> **SET TASKS**:
(1) Quote the passage on the domestic relations exception word for word, starting with "Other questions abound." and going on through "haphazard fashion. (9)".
(2) The passage on the domestic relations exception gives examples of ex parte or non-contentious federal matters that the term "cases" covers. Name every one of them.

> **DOCUMENT PASSAGE**:
------------------------------------------------

Scholars and jurists have long debated the origins and current scope of the so-called domestic relations exception to Article III. Rooted in the perception that certain family law matters lie beyond the power of the federal courts, the exception was first articulated in the nineteenth-century decisional law of the Supreme Court and has perplexed observers ever since. Scholarly debate continues, despite the Court's twentieth-century decision to place the exception firmly on statutory grounds in an effort to limit its potentially disruptive force.
This Article offers a novel, historically grounded account of the domestic relations exception, connecting its origins to the Article III distinction between "cases" and "controversies." Much domestic relations law fails to present a "controversy" within the meaning of Article III; the consensual nature of many status-altering acts (marriage, consensual divorce, adoption) forecloses a federal dispute-resolution role. But when federal courts hear "cases" arising under federal law, they have full power to exercise both contentious and (what Roman and civil lawyers refer to as) non-contentious jurisdiction. Our non-contentious account explains a range of puzzles, including why Article III courts can issue decrees at the core of the domestic relations exception when the matter at hand implicates federal law.
Like the probate exception, a doctrinal twin separated at birth, the domestic relations exception to Article III has been the subject of frequent scholarly contestation. (1) No consensus account explains the exception's constitutional and statutory origins or its scope in the present day. To be sure, the Supreme Court narrowed the domestic relations exception considerably in Ankenbrandt v. Richards, (2) holding that it was a restriction on the statutory power of the district courts to exercise diversity jurisdiction. (3) But Judge Richard Posner, among others, has observed that the same language that supposedly gave rise to the exception on the diversity side (a statutory grant of jurisdiction limited to matters of "common law or in equity" that omits claims before the ecclesiastical courts in England) also appears in the statutory grant of jurisdiction over cases (in law and equity) arising under the Constitution, laws, and treaties of the United States. (4) How then can the exception apply only to diversity matters and not also impose a limit on the power of the federal courts to entertain federal question cases that happen to arise in the context of domestic relations?
Other questions abound. The federal courts have long disclaimed jurisdiction as to matters related to divorce, alimony, and child custody, yet have demonstrated a willingness to exercise appellate jurisdiction over such matters arising in territorial courts. (5) Equally puzzling, the Court views the domestic relations exception as extending to matters of child custody though the only Supreme Court case addressing the matter arose in the context of a federal habeas corpus petition. (6) Further, while some have proposed to explain the domestic relations exception with a status-property distinction, (7) the courts have never wholeheartedly endorsed such a view. (8) And while the Court attempted to clarify the scope of the exception in Ankenbrandt, lower federal courts continue to apply the domestic relations exception in an apparently haphazard fashion. (9)
In this Article, we propose a new account of the domestic relations exception. We begin with the proposition that Article III extends the judicial power only to the "Cases" and "Controversies" that appear on the jurisdictional menu. (10) While the term "cases" extends broadly enough to include both disputes over federal law between adverse parties and a range of ex parte or non-contentious federal matters (such as naturalization petitions, the administration of bankruptcy estates, and in rem proceedings in admiralty jurisdiction), (11) the idea of a "controversy" has a narrower scope. It encompasses only disputes between the opposing parties identified in Article III and forecloses the federal courts from entertaining administrative or ex parte proceedings based on state law. (12) We think the inability of federal courts to exercise non-contentious investitive jurisdiction over matters of state law helps to explain the domestic relations exception. Just as the ex parte character of much state probate law means that Article III courts cannot entertain such matters, (13) so too we find that the ex parte and investitive features of state family law place some aspects of domestic relations beyond the federal judicial power.

------------------------------------------------

> **RECORD EXCERPTS**:

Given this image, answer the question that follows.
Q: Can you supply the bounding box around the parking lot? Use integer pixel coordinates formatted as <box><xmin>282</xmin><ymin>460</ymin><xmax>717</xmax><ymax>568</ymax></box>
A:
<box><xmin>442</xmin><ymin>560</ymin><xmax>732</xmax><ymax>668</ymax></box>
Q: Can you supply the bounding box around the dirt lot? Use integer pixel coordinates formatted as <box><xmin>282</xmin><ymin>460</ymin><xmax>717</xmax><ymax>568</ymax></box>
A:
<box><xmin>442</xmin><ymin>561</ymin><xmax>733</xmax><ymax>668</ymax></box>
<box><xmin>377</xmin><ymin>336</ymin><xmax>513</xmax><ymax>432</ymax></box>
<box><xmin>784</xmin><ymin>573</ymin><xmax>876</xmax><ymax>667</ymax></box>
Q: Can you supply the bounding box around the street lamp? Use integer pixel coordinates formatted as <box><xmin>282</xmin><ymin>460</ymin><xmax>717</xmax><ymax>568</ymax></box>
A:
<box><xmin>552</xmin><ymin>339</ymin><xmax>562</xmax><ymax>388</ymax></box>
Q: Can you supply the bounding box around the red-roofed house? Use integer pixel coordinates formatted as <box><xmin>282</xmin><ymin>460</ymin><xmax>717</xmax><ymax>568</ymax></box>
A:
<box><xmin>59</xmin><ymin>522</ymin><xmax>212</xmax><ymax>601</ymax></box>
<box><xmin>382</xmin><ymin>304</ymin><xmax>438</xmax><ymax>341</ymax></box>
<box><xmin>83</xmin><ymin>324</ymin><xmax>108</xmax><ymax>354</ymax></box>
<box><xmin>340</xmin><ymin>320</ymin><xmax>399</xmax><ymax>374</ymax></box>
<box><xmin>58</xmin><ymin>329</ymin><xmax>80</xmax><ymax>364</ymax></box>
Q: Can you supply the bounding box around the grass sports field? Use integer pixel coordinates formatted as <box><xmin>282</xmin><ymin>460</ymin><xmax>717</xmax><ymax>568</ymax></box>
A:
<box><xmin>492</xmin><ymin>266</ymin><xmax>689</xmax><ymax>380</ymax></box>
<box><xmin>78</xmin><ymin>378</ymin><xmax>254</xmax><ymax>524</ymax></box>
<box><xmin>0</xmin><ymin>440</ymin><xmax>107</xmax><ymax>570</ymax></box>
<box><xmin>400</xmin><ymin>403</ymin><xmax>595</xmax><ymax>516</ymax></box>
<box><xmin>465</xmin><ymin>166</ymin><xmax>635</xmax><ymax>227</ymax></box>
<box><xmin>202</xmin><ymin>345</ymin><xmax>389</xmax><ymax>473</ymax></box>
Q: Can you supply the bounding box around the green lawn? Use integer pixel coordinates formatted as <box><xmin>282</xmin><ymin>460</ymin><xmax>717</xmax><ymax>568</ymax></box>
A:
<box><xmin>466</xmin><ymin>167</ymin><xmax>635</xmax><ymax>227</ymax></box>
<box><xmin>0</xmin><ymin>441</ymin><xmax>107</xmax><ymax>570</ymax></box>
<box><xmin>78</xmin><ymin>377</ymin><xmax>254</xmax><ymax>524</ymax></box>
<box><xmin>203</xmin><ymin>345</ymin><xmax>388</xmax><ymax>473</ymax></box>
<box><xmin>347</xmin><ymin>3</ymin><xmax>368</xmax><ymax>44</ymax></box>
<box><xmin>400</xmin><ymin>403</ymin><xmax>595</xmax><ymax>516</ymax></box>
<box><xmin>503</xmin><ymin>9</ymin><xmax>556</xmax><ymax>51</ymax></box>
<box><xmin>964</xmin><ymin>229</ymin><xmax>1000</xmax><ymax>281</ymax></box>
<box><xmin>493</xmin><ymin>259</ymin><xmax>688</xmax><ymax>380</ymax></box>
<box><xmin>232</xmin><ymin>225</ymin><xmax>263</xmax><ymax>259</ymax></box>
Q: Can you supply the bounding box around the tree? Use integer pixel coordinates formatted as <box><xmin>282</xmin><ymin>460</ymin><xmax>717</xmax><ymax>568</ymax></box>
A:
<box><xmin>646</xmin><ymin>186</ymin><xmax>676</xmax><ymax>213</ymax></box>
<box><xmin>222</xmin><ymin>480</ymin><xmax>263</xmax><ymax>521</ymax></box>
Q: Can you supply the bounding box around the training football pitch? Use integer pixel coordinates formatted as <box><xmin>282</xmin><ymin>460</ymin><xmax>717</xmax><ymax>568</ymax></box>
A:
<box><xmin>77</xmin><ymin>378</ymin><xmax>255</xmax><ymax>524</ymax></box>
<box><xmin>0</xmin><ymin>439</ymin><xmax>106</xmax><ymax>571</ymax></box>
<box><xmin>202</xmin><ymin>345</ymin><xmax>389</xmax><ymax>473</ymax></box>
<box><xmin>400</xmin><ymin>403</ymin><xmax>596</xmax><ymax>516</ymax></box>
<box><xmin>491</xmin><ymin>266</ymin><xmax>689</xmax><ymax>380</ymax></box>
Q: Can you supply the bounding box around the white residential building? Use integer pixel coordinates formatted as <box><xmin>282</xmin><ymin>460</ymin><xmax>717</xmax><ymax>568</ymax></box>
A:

------------------------------------------------

> **THE SOLUTIONS**:
(1)
Other questions abound. The federal courts have long disclaimed jurisdiction as to matters related to divorce, alimony, and child custody, yet have demonstrated a willingness to exercise appellate jurisdiction over such matters arising in territorial courts. (5) Equally puzzling, the Court views the domestic relations exception as extending to matters of child custody though the only Supreme Court case addressing the matter arose in the context of a federal habeas corpus petition. (6) Further, while some have proposed to explain the domestic relations exception with a status-property distinction, (7) the courts have never wholeheartedly endorsed such a view. (8) And while the Court attempted to clarify the scope of the exception in Ankenbrandt, lower federal courts continue to apply the domestic relations exception in an apparently haphazard fashion. (9)

(2)
- Naturalization petitions
- The administration of bankruptcy estates
- In rem proceedings in admiralty jurisdiction